● Task requirements:
1. In the sorting benchmark article, why does the author use the median time rather than the average?
2. Extend the sorting benchmark article past its final paragraph, keeping the author's voice.

● Selection:
◇ ◇ ◇

I Implemented Every Sorting Algorithm in Python — The Results Nobody Talks About (Benchmarked on CPython)
Why I Spent Two Weeks Building Something Python Already Does Better
Last month, I built six sorting algorithms from scratch in Python. Not because I needed them. Not because anyone asked. But because every coding tutorial makes it sound like understanding sorting algorithms means implementing them yourself.
Here’s what happened: they all performed worse than I expected. Much worse. And not in the way your computer science textbook warns you about.
This article is not another tutorial showing you how bubble sort works with cute animations. You can find a thousand of those. This is about what happens when you actually run these algorithms in Python, measure them properly, and realize that everything you learned in your algorithms class needs an asterisk that says “results may vary in interpreted languages.”
If you came here to copy-paste sorting code for your project, stop right now. Use Python’s built-in sorted() function. This article is for people who want to know why that advice exists and what happens when you ignore it.
How I Actually Tested These Sorting Algorithms in Python
Before we look at results, you need to know exactly how I tested these algorithms. Otherwise, you’ll assume I did something wrong, and half the comments will be “well actually, you should have…”
The Testing Environment and Methodology
I used Python 3.11.4 on CPython. Not PyPy, not Jython, not some experimental build. The standard Python that 90% of developers use every day.
The hardware was intentionally average: a laptop with 16GB RAM and a mid-range processor. This matters because sorting algorithm performance can look very different on a server with massive caches versus your actual development machine.
For measurements, I used the timeit module with proper warm-up runs. Each test ran 100 times for small datasets and 10 times for larger ones. I took the median time, not the average, because outliers from garbage collection can skew averages badly.
Dataset Patterns That Reveal Algorithm Weaknesses
I tested four different data patterns:
- Random integers: The standard case everyone tests
- Nearly sorted data: Only 10% of elements out of place
- Reversed data: Worst case for many algorithms
- Many duplicates: Half the elements are the same value
Why these specific patterns? Because real-world data is rarely completely random. Log entries come in mostly sorted by timestamp. User IDs often have many duplicates. Testing only random data gives you a fantasy version of algorithm performance.

◇ ◇ ◇

● Entries:
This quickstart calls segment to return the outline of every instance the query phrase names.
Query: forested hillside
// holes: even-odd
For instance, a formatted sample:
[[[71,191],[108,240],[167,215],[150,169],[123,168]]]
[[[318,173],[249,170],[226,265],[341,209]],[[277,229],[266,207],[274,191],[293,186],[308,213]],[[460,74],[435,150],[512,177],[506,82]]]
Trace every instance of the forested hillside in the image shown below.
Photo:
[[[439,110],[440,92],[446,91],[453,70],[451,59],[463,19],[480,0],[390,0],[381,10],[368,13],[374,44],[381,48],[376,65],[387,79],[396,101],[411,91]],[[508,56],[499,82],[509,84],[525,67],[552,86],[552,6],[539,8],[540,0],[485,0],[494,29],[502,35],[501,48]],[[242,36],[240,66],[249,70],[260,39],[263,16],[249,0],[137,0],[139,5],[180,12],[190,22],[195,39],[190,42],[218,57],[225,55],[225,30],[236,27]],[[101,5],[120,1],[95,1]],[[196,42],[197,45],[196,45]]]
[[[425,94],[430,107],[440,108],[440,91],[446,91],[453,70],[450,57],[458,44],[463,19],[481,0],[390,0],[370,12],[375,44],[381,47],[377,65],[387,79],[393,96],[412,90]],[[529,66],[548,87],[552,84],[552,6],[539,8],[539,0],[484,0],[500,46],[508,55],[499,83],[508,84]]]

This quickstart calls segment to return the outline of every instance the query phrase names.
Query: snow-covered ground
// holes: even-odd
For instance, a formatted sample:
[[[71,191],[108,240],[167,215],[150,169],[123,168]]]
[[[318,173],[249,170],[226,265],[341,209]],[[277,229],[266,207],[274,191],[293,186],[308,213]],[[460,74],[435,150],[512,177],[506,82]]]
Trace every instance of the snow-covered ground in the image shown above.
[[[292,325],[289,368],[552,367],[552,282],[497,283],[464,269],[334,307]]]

◇ ◇ ◇

● Answers to the problems:
1. Outliers from garbage collection can skew averages badly.

2.
What I Compared: Objects vs Simple Numbers
Here’s something most tutorials skip: I tested sorting both plain integers and custom objects. This matters enormously in Python.
When you compare two integers, Python does it fast. When you compare two objects with a custom comparison method, Python has to:
- Look up the comparison method
- Call it as a function
- Handle the return value
- Do dynamic type checking
That’s four steps versus one. Multiply that by thousands of comparisons, and you’ll see why algorithm complexity isn’t the whole story.
The Six Sorting Algorithms I Actually Implemented
I built these six algorithms, all from scratch, no libraries except Python’s standard library:
- Bubble Sort
- Selection Sort
- Insertion Sort
- Merge Sort
- Quick Sort
- Heap Sort
Why not radix sort or counting sort? Because they require specific data types. Radix sort needs fixed-length numbers. Counting sort needs a known range. Python’s dynamic typing makes these assumptions expensive to enforce.
The algorithms I tested work on any comparable data, which is what most Python code actually needs.
When Simple Sorting Algorithms Collapse in Python
Textbooks tell you bubble sort is O(n²). That’s true. What they don’t tell you is how quickly Python makes that O(n²) unbearable.
Bubble Sort Dies Faster Than You Think
Bubble sort became unusable at 1,000 elements. Not 10,000. Not 100,000. One thousand items took 0.15 seconds. Five thousand items took over 3 seconds.
Why does it fail so early? Every comparison in bubble sort triggers a Python function call. Every swap creates temporary variables. Every loop iteration checks conditions in interpreted code.
In C, those operations are nearly free. In Python, they’re expensive enough that the constant factors overwhelm the algorithm.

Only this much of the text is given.